» Document text
I limit my coating sources to well-known application shops like Swaintech. In the PRI article, you could see a ot of the business that had been in it for some time always stressed proper application (both in getting the surface prepped correctly, as well as choosing the right coating for the environment for which it is being chosen.)

 

I know when I got ceramic coating applied to stationary ICE's, the results were startling---then again, this was almost 17 years ago now (early 1990's)---at that time ceramic coatings were exceedingly thick, and you had to ship parts to the manufacturer to get them coated as there were not a lot of places to get it done. Aerospace Black Art is what it was back then!

 

We had very good luck in extending valve life on heavily turbocharged natural gas powerplants using sour corrosive feedgas, as well as lowering oil temperatures and decreasing fuel consumption markedly. I'm talking in the order of over 75,000CF/D per powerplant. Heat rate (power produced per BTU Consumed) on the engines went markedly better after coating. At the time, our generation curve was low, and we were pinched for feedgas, so we ended up doing all three generators with this coating. At the same time, the Splitfire plug was new on the market, and they were good for almost 50KCF/D on top of the other gains from the ceramic coating---but they just had their electrodes eaten up too fast to make them economically viable.

 

The OEM was very interested in our treatments, but they didn't want to segregate their core stock between coated and uncoated cores. Ultimately they didn't incorporate it for this and the intial costs involved...then they phased the unit out of production.

 

We started out wanting to decrease heat absorbed into our cooling water system, and ended up with fuel savings and closer firing pressures between cylinders as an unintended benefit.

 

Of course we had a coating much different that what you had, it covered the crown of a Cast Iron Piston (about the only thing at that time that would take the application process!), across the entire combustion chamber, including the valve head (faces), and the exhaust port including the elbow where it attached to the exhaust manifold log.

Source data:
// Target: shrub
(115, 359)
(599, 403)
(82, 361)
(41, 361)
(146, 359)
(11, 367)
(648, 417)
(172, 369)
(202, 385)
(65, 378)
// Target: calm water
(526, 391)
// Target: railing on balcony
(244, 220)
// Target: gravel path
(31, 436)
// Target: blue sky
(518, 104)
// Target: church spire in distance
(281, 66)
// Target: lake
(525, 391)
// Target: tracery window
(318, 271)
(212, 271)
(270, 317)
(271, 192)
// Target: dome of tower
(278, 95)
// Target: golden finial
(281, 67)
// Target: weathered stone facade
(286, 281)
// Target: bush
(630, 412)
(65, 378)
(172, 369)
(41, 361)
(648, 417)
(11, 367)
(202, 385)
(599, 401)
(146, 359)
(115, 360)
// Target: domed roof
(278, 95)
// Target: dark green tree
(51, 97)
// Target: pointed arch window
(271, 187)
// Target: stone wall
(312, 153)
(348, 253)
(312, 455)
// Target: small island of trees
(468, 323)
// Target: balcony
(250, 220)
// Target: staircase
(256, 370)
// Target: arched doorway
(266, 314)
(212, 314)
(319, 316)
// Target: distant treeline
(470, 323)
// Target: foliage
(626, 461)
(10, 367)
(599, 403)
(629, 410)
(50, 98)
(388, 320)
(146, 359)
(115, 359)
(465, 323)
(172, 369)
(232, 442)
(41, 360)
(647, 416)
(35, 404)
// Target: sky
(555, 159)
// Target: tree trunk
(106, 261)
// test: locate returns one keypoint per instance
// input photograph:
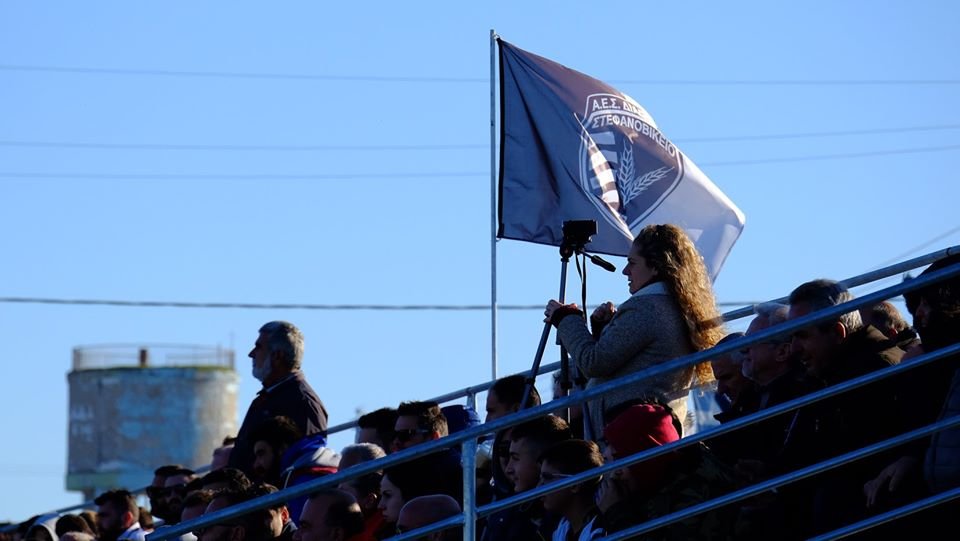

» What to do
Pick up the post about ceramic engine coatings after its last sentence and continue it. The source data is not needed for this.

» Result of the task
To this day, I think that application in that manner is probably the only way to get "efficiency" payback off coating. Like dale mentions, coating the piston tops buys you time only. And even Swaintech will say that as well.

 

Like anything else, it's insurance. Actually, it may have saved you from burning the pistons instead of just the "sponging" you got. It's too bad the coating place couldn't give you feedback on what their thoughts on it's degredation are... normally there is a glass-beading texture under the heat-barrier ceramics. Some of this new stuff is really amazing at what it can do. But like all the EFI ECU manufacturers say about a WBO2 being hooked up to their systems "O2 Correction does not substitute for a properly mapped system"---I think with that much detonation (even if inaudible) you may want to pull some timing, or richen it a bit. The Methanol should take care of it straightaway, and I figure you will be able to run more advance on-boost then. Dyno time will be the best $$$ you have spent. Doing tuning on the street is hit-and-miss at best on the high end of the map.

 

What you might try to look for is a Dynapack Dyno for your mapping. These are the units that bolt to your axles. The first thing I noticed when using one of those the first time was how QUIET it was in the car! No wheel noise whatsoever. I know when JeffP was on the Mustang, we heard Detonation outside the car WELL before he ever heard it (if he heard it at all). And when he finally did "think" he heard it on his final pull, it was a full 700rpms after the dyno operator and I heard it clearly---I was in the panic "CUT CUT CUT!" mode giving signals like crazy to back off it was SO bad outside.

 

That Dynapack is neat. You hear everything BUT wheels. Transmission bearings, Axle and Differential stuff...really neat to do at least once.

 

Good Luck at the dyno!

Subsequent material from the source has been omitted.